Text provided:
GNOME Bugzilla – Bug 336872
Freeze when trying to change a password and there is not old password
Last modified: 2007-11-10 15:41:06 UTC
Original report: https://launchpad.net/distros/ubuntu/+source/control-center/+bug/26939 I've set password of one user in my system to empty (removed all symbols in /etc/shadow password field) and told him, that he must change password when he will login first time. After few days this user told, that he can't change password, because about-me control center applet freezes forever when I'm trying to change password :( This bug is 100% reproducible: 1. login with some user 2. removed all symbols in /etc/shadow password field for that user 3. Choose System->Settings->"About Me" and then press on "Change Password.." button 4. Don't enter anything in "Old password" field (because password is empty - try to login in console for testing) and enter new password twice. Actual results: About-me control center applet freezes forever when trying to change password Expected tesults: 1. About-me control center applet's "Change Password" dialog should'nt ask for old password if there are no password (password is empty) - "Change Password" dialog shouldn't display field "Old password" or this field should be disabled in this dialog if there are no password (password is empty). Command-line tool for password changing - passwd command does exactly what user expect - it doesn't ask for old password (current password), when password is empty. 2. About-me control center applet should'nt freeze forever when trying to change password :)

Task requirements:
According to the bug report, how does the passwd command behave when a user's password is empty?

Extracted entries:
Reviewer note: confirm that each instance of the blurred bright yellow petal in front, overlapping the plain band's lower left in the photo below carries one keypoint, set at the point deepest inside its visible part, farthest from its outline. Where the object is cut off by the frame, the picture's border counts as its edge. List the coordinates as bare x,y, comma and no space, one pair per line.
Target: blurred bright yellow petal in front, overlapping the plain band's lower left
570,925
---
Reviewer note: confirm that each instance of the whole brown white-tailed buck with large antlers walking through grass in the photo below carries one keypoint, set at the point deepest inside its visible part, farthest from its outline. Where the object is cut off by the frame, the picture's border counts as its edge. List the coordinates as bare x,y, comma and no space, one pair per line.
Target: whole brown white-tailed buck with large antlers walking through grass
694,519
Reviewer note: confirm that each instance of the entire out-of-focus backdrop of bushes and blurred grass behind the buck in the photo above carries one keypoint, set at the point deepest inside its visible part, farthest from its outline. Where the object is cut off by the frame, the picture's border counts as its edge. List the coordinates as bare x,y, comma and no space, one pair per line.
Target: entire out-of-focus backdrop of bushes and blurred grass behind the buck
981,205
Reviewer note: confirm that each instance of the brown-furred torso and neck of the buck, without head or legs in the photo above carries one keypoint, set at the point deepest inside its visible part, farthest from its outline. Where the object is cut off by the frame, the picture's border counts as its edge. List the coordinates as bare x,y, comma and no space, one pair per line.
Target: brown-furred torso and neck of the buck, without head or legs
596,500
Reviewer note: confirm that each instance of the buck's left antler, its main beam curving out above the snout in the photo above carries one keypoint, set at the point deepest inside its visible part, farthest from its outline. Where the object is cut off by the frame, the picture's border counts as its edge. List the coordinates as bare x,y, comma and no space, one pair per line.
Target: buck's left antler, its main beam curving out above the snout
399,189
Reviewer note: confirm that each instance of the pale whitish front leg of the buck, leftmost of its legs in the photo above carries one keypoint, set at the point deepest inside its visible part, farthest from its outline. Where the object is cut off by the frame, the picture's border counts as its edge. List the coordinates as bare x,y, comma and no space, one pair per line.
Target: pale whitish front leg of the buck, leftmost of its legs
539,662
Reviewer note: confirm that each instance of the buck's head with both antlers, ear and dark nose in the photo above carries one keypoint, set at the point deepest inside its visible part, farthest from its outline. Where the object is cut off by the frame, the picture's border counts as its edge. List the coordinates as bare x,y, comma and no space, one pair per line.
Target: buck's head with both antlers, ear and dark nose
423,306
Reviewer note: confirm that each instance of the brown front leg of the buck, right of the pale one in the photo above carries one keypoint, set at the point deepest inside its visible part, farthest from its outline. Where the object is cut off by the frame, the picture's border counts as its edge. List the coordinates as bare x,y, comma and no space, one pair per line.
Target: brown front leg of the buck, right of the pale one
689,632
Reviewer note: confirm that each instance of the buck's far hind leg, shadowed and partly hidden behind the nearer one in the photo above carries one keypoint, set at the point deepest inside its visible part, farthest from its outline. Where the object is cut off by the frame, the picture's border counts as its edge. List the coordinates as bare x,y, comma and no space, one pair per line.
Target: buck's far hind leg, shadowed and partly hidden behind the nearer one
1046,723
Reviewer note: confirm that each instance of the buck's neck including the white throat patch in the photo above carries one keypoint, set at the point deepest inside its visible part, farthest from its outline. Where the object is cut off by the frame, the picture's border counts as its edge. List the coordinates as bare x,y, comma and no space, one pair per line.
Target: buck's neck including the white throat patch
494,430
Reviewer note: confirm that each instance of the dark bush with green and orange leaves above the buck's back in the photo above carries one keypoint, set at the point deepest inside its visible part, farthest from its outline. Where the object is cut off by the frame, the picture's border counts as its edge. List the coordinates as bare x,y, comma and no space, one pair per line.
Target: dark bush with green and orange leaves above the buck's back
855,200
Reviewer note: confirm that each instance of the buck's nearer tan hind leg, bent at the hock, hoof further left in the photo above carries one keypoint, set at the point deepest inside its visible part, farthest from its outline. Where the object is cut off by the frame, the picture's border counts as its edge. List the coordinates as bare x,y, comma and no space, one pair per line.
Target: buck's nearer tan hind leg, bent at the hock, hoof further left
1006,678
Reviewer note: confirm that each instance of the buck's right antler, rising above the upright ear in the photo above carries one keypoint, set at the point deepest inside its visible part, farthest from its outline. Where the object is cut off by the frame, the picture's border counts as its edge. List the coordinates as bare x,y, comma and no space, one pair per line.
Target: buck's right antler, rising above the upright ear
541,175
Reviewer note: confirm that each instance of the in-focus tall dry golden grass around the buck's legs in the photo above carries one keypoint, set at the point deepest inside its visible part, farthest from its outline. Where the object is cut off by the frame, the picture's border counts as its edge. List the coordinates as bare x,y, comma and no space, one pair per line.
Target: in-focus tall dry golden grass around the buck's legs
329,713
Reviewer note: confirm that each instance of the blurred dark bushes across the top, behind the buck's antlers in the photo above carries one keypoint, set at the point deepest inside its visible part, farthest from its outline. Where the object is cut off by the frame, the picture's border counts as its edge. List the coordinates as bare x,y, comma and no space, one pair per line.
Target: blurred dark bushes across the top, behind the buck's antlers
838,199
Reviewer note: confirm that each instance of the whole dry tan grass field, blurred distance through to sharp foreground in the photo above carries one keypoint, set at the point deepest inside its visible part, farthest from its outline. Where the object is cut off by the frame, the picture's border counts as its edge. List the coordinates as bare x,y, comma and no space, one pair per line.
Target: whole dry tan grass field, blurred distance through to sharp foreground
---
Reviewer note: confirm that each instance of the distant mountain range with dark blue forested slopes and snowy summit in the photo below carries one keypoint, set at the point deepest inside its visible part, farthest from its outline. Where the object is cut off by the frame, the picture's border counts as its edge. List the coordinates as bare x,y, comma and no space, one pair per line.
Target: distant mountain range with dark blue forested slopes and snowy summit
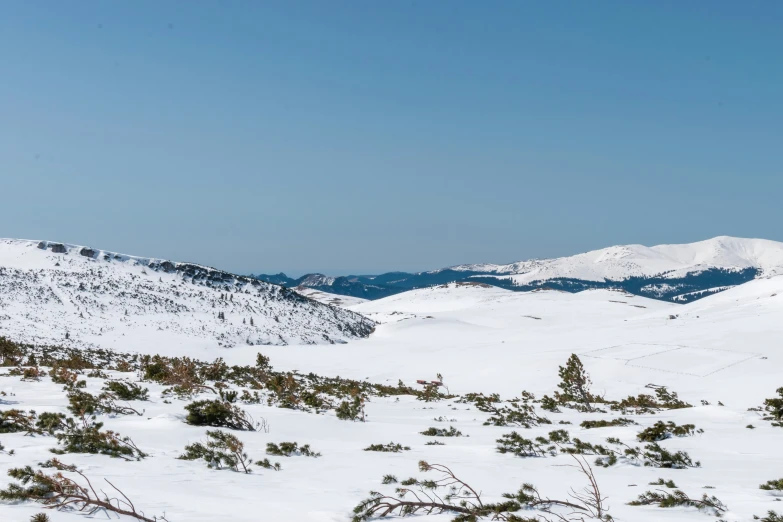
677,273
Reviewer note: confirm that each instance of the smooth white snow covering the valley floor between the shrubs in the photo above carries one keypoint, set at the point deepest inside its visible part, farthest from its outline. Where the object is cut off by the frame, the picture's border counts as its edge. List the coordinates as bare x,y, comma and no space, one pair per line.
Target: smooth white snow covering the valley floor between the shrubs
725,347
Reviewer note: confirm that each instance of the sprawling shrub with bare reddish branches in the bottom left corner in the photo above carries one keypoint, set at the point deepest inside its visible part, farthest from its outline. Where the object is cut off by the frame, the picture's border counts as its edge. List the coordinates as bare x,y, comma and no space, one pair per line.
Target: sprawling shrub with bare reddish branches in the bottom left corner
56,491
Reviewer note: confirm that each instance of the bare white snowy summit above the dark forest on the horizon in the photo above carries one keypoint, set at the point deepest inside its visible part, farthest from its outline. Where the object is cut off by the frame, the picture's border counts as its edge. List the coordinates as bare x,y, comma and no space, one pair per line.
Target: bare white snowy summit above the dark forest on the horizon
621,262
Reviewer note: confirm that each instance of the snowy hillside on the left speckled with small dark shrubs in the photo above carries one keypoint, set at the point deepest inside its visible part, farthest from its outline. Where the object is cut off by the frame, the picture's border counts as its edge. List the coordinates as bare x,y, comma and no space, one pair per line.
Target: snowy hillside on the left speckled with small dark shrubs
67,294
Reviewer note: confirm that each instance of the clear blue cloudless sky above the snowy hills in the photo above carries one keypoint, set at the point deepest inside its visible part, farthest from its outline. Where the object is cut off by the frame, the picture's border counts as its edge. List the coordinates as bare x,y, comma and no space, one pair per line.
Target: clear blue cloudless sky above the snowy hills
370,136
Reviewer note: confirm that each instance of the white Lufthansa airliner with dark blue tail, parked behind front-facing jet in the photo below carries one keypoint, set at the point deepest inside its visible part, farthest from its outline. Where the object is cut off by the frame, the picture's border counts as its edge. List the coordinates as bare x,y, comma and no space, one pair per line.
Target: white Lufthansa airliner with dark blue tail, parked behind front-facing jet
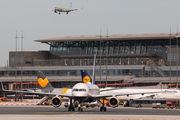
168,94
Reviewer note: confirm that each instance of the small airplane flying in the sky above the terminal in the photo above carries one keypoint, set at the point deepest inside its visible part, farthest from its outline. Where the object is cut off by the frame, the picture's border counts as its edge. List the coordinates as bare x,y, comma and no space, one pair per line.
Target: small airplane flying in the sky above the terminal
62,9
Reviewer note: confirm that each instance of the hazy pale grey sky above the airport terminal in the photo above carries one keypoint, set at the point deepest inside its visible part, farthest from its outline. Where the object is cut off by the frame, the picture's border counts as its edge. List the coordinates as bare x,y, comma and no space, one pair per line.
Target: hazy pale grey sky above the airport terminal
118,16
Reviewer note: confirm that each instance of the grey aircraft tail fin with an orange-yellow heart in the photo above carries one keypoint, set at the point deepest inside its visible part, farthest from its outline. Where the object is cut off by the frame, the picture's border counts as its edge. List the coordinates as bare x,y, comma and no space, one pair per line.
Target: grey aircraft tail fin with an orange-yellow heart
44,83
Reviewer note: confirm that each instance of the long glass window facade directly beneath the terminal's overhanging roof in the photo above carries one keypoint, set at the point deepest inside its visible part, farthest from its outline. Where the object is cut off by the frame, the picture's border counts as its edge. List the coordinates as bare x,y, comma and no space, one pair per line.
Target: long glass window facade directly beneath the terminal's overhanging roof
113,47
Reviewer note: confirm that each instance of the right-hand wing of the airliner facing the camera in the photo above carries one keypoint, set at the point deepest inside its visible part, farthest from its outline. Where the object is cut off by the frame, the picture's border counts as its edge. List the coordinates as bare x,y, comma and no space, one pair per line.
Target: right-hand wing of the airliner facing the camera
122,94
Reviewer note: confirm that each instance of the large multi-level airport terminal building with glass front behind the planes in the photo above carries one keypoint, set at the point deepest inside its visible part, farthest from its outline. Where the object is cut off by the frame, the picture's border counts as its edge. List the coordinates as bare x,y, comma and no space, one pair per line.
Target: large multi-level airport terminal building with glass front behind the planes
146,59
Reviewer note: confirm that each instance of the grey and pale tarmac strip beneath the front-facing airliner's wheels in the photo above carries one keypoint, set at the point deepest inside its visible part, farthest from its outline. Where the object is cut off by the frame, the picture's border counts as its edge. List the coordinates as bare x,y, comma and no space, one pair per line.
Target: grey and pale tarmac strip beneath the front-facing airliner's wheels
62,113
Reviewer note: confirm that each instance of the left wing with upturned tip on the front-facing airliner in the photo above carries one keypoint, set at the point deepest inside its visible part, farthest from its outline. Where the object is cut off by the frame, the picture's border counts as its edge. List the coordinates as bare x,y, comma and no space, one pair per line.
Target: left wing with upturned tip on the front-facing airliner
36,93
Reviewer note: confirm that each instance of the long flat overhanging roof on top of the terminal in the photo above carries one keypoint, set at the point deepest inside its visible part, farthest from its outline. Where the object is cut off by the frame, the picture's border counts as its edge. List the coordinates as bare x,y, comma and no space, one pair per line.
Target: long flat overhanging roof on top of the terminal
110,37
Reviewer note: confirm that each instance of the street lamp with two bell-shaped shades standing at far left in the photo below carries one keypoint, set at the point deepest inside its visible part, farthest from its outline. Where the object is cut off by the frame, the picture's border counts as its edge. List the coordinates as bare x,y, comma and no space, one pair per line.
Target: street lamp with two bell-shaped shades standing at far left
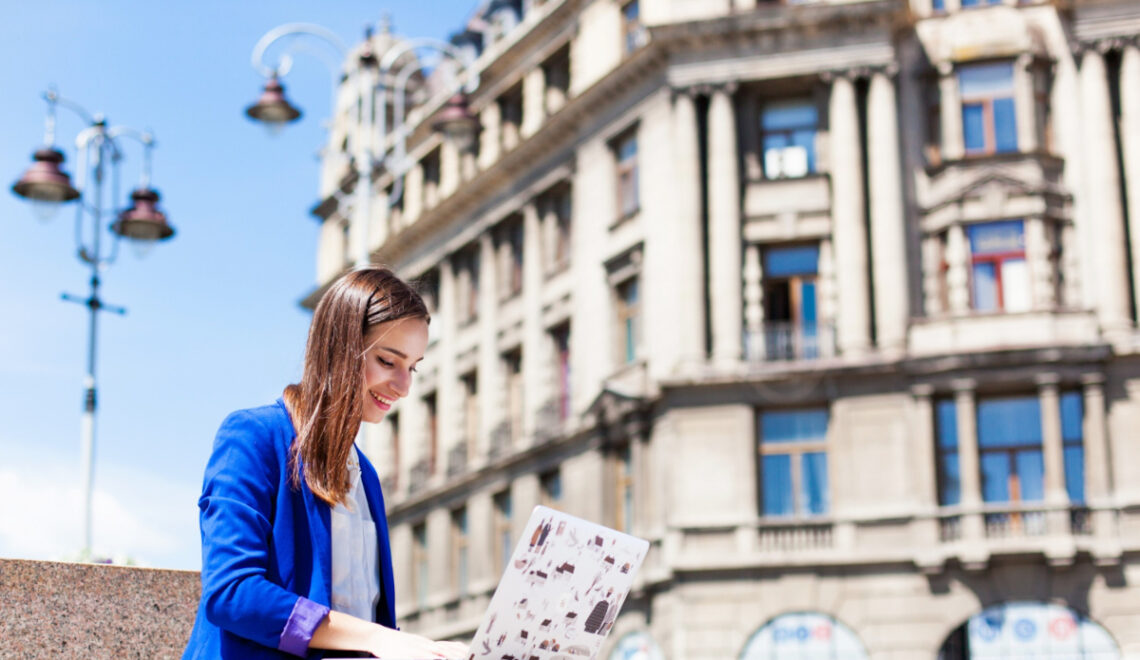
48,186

Output for this exercise:
It does not ask for the old (current) password.